____ Document extract

If other courts adopt this rationale, then there’s virtually nothing left of the Fourth Amendment.  The issue is not whether a third party consented, but whether they COULD have consented.  And if they could have, then they need not.  It puts privacy on its head, and is a misinterpretation of the concept of the “invited ear.”  The invited ear doctrine says that if you invite someone else to listen in on your conversation, and that person turns over the contents to the police, you can’t complain.  But the key here is INVITED.  Just because I invited Maude to listen in doesn’t mean that the cops can.  The essence of privacy is control.

Now, if I mail you a letter and the cops get a warrant to search your house and find my letter – well, I likely have little chance to complain.  It’s like that Jerry Seinfeld routine about when clothes become “laundry” and when they become clothes again.  A magazine becomes “mail” when I stick a stamp on it and put it in the mailbox.  It becomes a magazine again when you get it in the mail and plop it on your table.  But this doesn’t mean that the police can read your mail or mine because at some point it won’t be mail.

________

### Tasks to perform
A. Why, according to the passage on the Fourth Amendment, does inviting Maude to listen in not mean the police may listen too? Answer in one to three sentences.
B. Answer these questions on the passage on the Fourth Amendment:
(i) Under the invited ear doctrine, what can't you do if someone you invited turns your conversation over to the police?
(ii) Whose comedy routine does the writer bring up?
(iii) When does a magazine become "mail"?
C. Write what comes next in the passage on the Fourth Amendment, picking up after its final sentence.

____ Data records

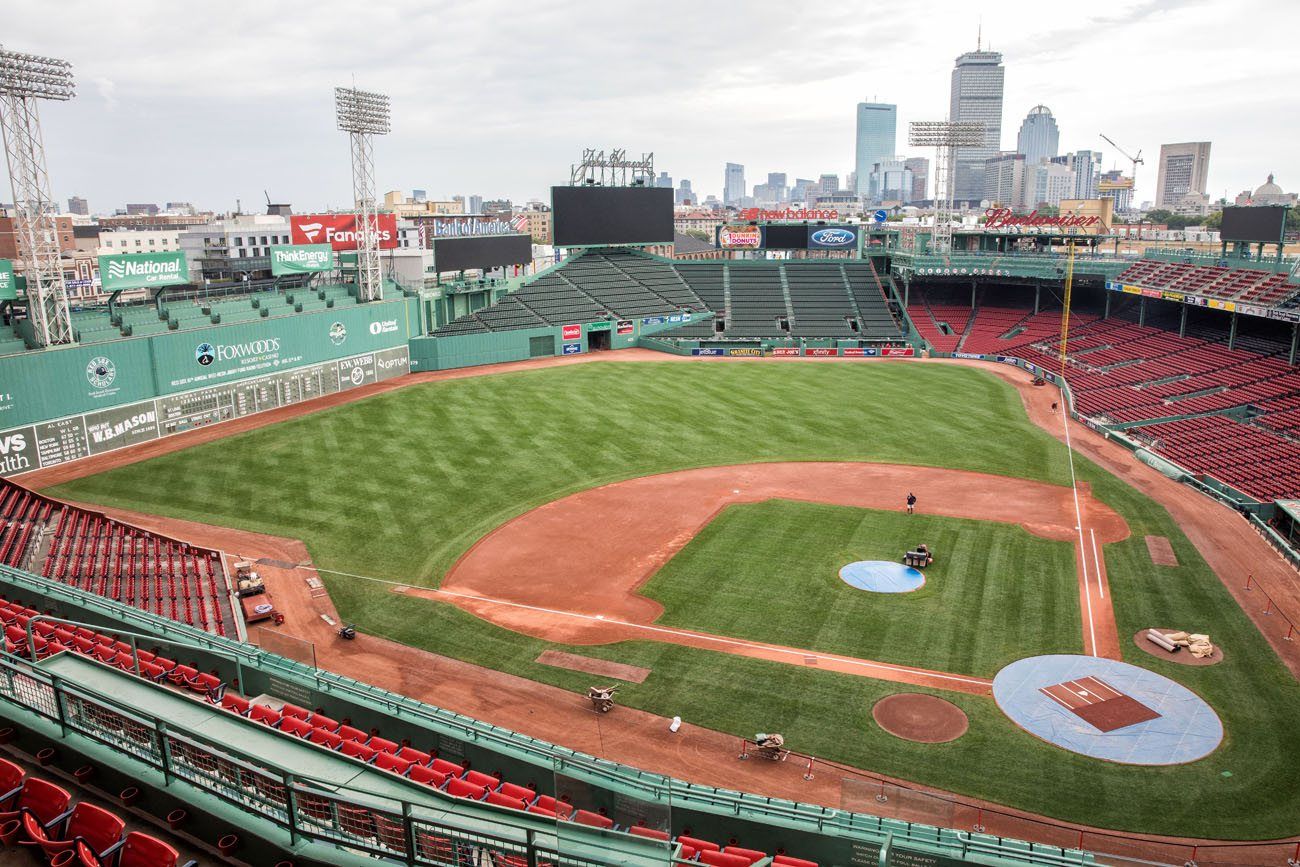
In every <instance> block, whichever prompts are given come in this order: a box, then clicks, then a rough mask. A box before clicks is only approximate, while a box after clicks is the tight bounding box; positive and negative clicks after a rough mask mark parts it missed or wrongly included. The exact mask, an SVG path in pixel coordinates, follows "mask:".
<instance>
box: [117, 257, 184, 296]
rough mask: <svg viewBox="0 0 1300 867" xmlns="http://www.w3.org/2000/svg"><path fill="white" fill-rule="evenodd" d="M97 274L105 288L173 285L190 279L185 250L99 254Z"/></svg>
mask: <svg viewBox="0 0 1300 867" xmlns="http://www.w3.org/2000/svg"><path fill="white" fill-rule="evenodd" d="M99 278H100V282H101V283H103V285H104V291H107V292H112V291H116V290H118V289H144V287H148V286H174V285H175V283H188V282H190V268H188V266H187V265H186V261H185V253H182V252H174V253H127V255H120V256H100V257H99Z"/></svg>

________

### Solved tasks
A. The invited ear doctrine turns on the word "invited." The speaker chose to let Maude hear, not the police. The writer holds that the essence of privacy is control, so only the listener who was invited gets in.

B.
(i) You can't complain.
(ii) Jerry Seinfeld's.
(iii) When a stamp is stuck on it and it is put in the mailbox.

C.
The court is correct that a warrant served on the recipient of email diminishes the privacy rights of the sender, just as the warrant executed at the recipient of mail generally extinguishes the privacy rights of the sender of mail.  But online the email tends to stay where it is – more like a dead drop than a physical transfer.  The problem with analogies are that they are as imperfect as a square peg in a round hole.  And they are little basis for litigation.

The sender lost his privacy rights NOT because he sent the email to a third party and that act diminished his privacy right.  He lost his privacy right because the government had a warrant addressed to the third party for the inbound email – which “belonged” (yeah another bad analogy) to the recipient.